===== データ抜粋 =====

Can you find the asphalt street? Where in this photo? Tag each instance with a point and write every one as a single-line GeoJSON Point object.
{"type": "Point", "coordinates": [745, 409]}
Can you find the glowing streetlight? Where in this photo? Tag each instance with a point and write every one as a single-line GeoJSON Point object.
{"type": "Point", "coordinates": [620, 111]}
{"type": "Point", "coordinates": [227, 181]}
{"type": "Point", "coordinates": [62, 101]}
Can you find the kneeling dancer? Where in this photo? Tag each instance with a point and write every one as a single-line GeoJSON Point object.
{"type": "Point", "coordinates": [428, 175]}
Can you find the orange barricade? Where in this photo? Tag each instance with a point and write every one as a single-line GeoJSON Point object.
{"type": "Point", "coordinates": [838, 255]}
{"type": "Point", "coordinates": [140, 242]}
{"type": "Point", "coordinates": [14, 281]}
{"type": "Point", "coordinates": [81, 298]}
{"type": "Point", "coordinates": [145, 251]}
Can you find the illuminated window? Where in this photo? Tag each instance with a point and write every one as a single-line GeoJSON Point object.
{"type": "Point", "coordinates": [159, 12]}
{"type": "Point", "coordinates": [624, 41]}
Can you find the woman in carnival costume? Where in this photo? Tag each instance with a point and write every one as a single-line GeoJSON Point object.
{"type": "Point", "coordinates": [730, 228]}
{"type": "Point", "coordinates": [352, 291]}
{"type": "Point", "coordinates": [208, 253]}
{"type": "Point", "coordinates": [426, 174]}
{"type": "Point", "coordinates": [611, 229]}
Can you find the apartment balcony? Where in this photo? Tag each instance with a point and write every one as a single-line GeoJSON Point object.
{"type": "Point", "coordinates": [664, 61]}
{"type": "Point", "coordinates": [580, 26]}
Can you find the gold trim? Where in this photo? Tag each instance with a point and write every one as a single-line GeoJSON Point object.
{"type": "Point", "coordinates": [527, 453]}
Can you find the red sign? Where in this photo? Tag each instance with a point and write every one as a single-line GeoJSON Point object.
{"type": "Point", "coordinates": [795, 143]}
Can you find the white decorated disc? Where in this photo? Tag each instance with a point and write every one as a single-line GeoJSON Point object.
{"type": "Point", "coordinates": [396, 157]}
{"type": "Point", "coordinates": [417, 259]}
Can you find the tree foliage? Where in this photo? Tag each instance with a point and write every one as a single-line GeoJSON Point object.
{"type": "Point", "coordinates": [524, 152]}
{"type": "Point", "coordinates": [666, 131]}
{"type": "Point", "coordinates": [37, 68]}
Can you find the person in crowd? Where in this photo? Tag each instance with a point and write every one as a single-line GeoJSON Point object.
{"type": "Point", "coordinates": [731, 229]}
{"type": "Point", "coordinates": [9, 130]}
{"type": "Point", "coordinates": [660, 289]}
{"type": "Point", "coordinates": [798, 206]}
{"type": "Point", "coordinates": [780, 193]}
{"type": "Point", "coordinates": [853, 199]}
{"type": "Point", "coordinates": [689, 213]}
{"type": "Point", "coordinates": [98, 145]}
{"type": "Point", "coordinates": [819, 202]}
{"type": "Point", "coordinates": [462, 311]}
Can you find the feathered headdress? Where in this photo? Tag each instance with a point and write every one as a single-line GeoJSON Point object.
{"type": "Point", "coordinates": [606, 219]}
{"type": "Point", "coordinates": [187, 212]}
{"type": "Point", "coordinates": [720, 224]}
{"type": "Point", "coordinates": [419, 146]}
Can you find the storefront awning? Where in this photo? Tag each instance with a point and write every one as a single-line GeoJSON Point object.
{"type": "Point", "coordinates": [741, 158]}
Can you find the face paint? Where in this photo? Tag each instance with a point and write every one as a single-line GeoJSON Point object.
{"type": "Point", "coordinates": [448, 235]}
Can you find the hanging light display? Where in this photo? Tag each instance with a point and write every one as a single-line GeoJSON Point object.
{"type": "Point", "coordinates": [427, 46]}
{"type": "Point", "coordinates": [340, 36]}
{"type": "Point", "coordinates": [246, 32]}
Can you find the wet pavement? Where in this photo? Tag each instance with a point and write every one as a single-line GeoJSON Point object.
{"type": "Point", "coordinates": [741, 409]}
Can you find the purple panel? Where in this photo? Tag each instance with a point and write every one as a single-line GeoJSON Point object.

=====

### [課題の目的]
上の項目をすべて書き直し、「single-line」を「one-line」に置き換えてください。それ以外の部分は一切変更しないでください。

### [完成した解答]
Can you find the asphalt street? Where in this photo? Tag each instance with a point and write every one as a one-line GeoJSON Point object.
{"type": "Point", "coordinates": [745, 409]}
Can you find the glowing streetlight? Where in this photo? Tag each instance with a point and write every one as a one-line GeoJSON Point object.
{"type": "Point", "coordinates": [620, 111]}
{"type": "Point", "coordinates": [227, 181]}
{"type": "Point", "coordinates": [62, 101]}
Can you find the kneeling dancer? Where in this photo? Tag each instance with a point and write every one as a one-line GeoJSON Point object.
{"type": "Point", "coordinates": [428, 175]}
Can you find the orange barricade? Where in this photo? Tag each instance with a point and write every one as a one-line GeoJSON Point object.
{"type": "Point", "coordinates": [838, 255]}
{"type": "Point", "coordinates": [140, 242]}
{"type": "Point", "coordinates": [14, 281]}
{"type": "Point", "coordinates": [81, 298]}
{"type": "Point", "coordinates": [145, 251]}
Can you find the illuminated window? Where in this photo? Tag each instance with a point and write every one as a one-line GeoJSON Point object.
{"type": "Point", "coordinates": [159, 12]}
{"type": "Point", "coordinates": [624, 41]}
Can you find the woman in carnival costume? Where in this photo? Tag each instance with a point and write every one as a one-line GeoJSON Point object.
{"type": "Point", "coordinates": [730, 228]}
{"type": "Point", "coordinates": [352, 291]}
{"type": "Point", "coordinates": [208, 253]}
{"type": "Point", "coordinates": [426, 174]}
{"type": "Point", "coordinates": [611, 229]}
Can you find the apartment balcony? Where in this photo? Tag each instance with a point and write every one as a one-line GeoJSON Point object.
{"type": "Point", "coordinates": [664, 61]}
{"type": "Point", "coordinates": [580, 26]}
Can you find the gold trim? Where in this photo? Tag each instance with a point and write every one as a one-line GeoJSON Point object.
{"type": "Point", "coordinates": [527, 453]}
Can you find the red sign? Where in this photo? Tag each instance with a point and write every one as a one-line GeoJSON Point object.
{"type": "Point", "coordinates": [795, 143]}
Can you find the white decorated disc? Where in this photo? Tag each instance with a point and write every one as a one-line GeoJSON Point object.
{"type": "Point", "coordinates": [396, 157]}
{"type": "Point", "coordinates": [417, 259]}
Can you find the tree foliage? Where in this photo? Tag each instance with a point and write every one as a one-line GeoJSON Point object.
{"type": "Point", "coordinates": [524, 152]}
{"type": "Point", "coordinates": [666, 131]}
{"type": "Point", "coordinates": [37, 68]}
Can you find the person in crowd? Where in this photo? Tag each instance with a point and write every one as a one-line GeoJSON Point object.
{"type": "Point", "coordinates": [731, 229]}
{"type": "Point", "coordinates": [9, 130]}
{"type": "Point", "coordinates": [660, 289]}
{"type": "Point", "coordinates": [798, 206]}
{"type": "Point", "coordinates": [780, 193]}
{"type": "Point", "coordinates": [853, 199]}
{"type": "Point", "coordinates": [689, 213]}
{"type": "Point", "coordinates": [98, 145]}
{"type": "Point", "coordinates": [819, 202]}
{"type": "Point", "coordinates": [462, 311]}
Can you find the feathered headdress? Where in this photo? Tag each instance with a point and write every one as a one-line GeoJSON Point object.
{"type": "Point", "coordinates": [606, 219]}
{"type": "Point", "coordinates": [187, 212]}
{"type": "Point", "coordinates": [720, 224]}
{"type": "Point", "coordinates": [419, 146]}
Can you find the storefront awning? Where in this photo? Tag each instance with a point and write every one as a one-line GeoJSON Point object.
{"type": "Point", "coordinates": [741, 158]}
Can you find the face paint? Where in this photo? Tag each instance with a point and write every one as a one-line GeoJSON Point object.
{"type": "Point", "coordinates": [448, 235]}
Can you find the hanging light display? Where in this photo? Tag each instance with a point and write every one as a one-line GeoJSON Point object.
{"type": "Point", "coordinates": [427, 46]}
{"type": "Point", "coordinates": [340, 36]}
{"type": "Point", "coordinates": [246, 32]}
Can you find the wet pavement? Where in this photo? Tag each instance with a point and write every one as a one-line GeoJSON Point object.
{"type": "Point", "coordinates": [741, 409]}
Can you find the purple panel? Where in this photo? Tag each instance with a point and write every one as a one-line GeoJSON Point object.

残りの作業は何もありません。